◆ Página

━━━

10/04/2007
Estamos todos no mesmo barco: com uma necessidade premente de substituir os combustíveis fósseis por alternativas renováveis. O mar, entretanto, não está para peixe. O potencial brasileiro para exploração do álcool combustível agita o oceano de negócios em todo mundo. Para Bautista Vidal, engenheiro e físico apaixonado pelos biocombustíveis, em especial pelo etanol, o Brasil tem um enorme potencial, mas está sem leme. Não há nenhuma instituição cuidando rigorosamente da energia renovável. Sem uma estrutura que determine a direção da proa brasileira, o Estado não conseguirá ajudar os pequenos agricultores, desenvolver tecnologia e abrir o mercado externo. Vidal defende a criação de uma empresa de economia mista para gerir o álcool – como temos a Petrobras para o petróleo – para que o barco não fique à deriva, navegando ao sabor dos ventos das grandes corporações que querem dominar o setor. Ainda nesta entrevista, o pai do Proálcool faz severas críticas: à “parceria” com os Estados Unidos; à possibilidade de transformação do álcool em commodity, que considera uma deformação brutal; e à aposta nos transgênicos de biocombustíveis.
ComCiência – A aposta no álcool pode provocar uma competição da cultura da cana com outras culturas, gerar falta de alimento e aumento do preço do próprio álcool e de alimentos. Como o senhor avalia essas críticas?

━━━

◆ Tarefas
1) Responda com base no texto sobre o etanol:
(a) Quais são as profissões de Bautista Vidal?
(b) Que tipo de empresa Vidal defende criar para gerir o álcool?
(c) Como Vidal considera a transformação do álcool em commodity?
2) Traduza para o inglês esta frase do texto sobre o etanol: "Não há nenhuma instituição cuidando rigorosamente da energia renovável."

◆ Dados registrados
━━━

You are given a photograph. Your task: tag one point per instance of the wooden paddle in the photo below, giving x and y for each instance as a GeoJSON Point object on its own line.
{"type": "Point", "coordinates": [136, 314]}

━━━

◆ Respostas
1)
(a) Engenheiro e físico.
(b) Uma empresa de economia mista.
(c) Como uma deformação brutal.

2) There is no institution rigorously taking care of renewable energy.